> **TEXT SHOWN**
+ + + + + + +

CUDA is the default tech for GPGPU in HPC or AI applications, for more than a decade now. By now, people have found most of these driver bugs, and nVidia has fixed them.
Similarly, compute shaders is the only tech for GPGPU used in videogames. Modern videogames are using compute shaders for a decade now, in increasing volumes. For example, UE5 even renders triangle meshes with them [1].
However, OpenCL and ROCm are niche technologies. I’ve been hearing complaints about driver quality for some time now. For obvious reason, AMD and Intel prioritize driver bugs which affect modern videogames sold in many million copies, compared to the bugs which only affect a few people working on HPC, AI or other niche GPGPU applications.
> they're underestimating the power of a few good public "how to use the damn thing" sessions
I agree the learning curve is steep, with the lack of good materials. For an introduction article, see [2]. Ignore the parts about D3D10 hardware, the article is old and D3D10 hardware is no longer relevant. Another one, with slightly more depth, is [3]. For an example how to multiply large dense matrices with a compute shader see [4], but that example is rather advanced because optimizations, and because weird memory layout conventions inherited from the upstream project.
[1] https://www.youtube.com/watch?v=TMorJX3Nj6U
[2] https://developer.download.nvidia.com/compute/DevZone/docs/h...
[3] https://github.com/jstoecker/dxcompute-docs/tree/main
[4] https://github.com/Const-me/Whisper/blob/master/ComputeShade...

+ + + + + + +

> **SUPPLIED ENTRIES**
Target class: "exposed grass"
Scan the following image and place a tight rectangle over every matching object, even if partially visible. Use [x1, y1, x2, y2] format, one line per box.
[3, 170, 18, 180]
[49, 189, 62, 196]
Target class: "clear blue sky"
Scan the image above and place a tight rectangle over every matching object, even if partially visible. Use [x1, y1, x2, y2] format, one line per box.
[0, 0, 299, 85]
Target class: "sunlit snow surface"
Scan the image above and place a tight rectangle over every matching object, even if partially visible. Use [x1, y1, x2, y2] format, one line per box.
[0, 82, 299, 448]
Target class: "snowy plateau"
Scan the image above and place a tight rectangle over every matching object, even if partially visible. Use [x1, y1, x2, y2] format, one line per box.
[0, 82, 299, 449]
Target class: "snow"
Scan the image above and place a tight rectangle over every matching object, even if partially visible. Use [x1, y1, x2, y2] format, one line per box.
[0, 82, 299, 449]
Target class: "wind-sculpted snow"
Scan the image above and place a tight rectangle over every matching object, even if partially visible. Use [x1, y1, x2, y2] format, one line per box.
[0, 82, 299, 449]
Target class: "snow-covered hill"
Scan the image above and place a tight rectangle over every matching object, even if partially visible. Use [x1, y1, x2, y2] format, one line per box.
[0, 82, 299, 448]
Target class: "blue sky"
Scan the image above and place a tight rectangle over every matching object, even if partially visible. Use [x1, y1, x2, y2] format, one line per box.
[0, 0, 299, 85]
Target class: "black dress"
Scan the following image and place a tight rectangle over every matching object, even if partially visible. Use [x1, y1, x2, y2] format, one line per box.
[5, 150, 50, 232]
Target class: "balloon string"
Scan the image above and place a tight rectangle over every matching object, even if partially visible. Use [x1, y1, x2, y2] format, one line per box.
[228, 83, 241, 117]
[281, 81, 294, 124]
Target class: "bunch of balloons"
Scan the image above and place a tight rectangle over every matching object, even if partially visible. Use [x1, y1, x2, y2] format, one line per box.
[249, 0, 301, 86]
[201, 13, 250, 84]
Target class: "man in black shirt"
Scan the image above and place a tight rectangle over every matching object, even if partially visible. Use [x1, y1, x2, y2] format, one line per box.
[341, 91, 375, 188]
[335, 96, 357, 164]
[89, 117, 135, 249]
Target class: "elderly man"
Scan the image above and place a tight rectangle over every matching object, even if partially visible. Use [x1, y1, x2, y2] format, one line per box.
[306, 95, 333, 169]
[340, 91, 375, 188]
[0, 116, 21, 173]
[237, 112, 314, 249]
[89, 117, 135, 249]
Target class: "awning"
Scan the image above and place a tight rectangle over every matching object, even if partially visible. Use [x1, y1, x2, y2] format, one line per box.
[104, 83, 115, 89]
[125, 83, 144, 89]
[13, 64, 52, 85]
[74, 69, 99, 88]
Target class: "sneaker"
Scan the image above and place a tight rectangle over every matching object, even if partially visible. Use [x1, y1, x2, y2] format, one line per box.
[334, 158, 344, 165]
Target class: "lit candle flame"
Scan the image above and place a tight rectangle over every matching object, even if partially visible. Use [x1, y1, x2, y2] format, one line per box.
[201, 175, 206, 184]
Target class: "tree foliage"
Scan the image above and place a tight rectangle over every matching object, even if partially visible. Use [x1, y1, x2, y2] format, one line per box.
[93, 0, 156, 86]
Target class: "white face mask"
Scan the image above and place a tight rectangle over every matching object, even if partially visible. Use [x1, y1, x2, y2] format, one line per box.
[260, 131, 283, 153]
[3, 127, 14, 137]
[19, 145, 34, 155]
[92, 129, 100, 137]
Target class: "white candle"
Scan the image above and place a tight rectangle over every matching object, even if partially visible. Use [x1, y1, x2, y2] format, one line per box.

+ + + + + + +

> **WRITTEN TASK**
Can you output the whole forum comment about GPGPU technologies above again, word for word?

> **WORKED SOLUTION**
CUDA is the default tech for GPGPU in HPC or AI applications, for more than a decade now. By now, people have found most of these driver bugs, and nVidia has fixed them.
Similarly, compute shaders is the only tech for GPGPU used in videogames. Modern videogames are using compute shaders for a decade now, in increasing volumes. For example, UE5 even renders triangle meshes with them [1].
However, OpenCL and ROCm are niche technologies. I’ve been hearing complaints about driver quality for some time now. For obvious reason, AMD and Intel prioritize driver bugs which affect modern videogames sold in many million copies, compared to the bugs which only affect a few people working on HPC, AI or other niche GPGPU applications.
> they're underestimating the power of a few good public "how to use the damn thing" sessions
I agree the learning curve is steep, with the lack of good materials. For an introduction article, see [2]. Ignore the parts about D3D10 hardware, the article is old and D3D10 hardware is no longer relevant. Another one, with slightly more depth, is [3]. For an example how to multiply large dense matrices with a compute shader see [4], but that example is rather advanced because optimizations, and because weird memory layout conventions inherited from the upstream project.
[1] https://www.youtube.com/watch?v=TMorJX3Nj6U
[2] https://developer.download.nvidia.com/compute/DevZone/docs/h...
[3] https://github.com/jstoecker/dxcompute-docs/tree/main
[4] https://github.com/Const-me/Whisper/blob/master/ComputeShade...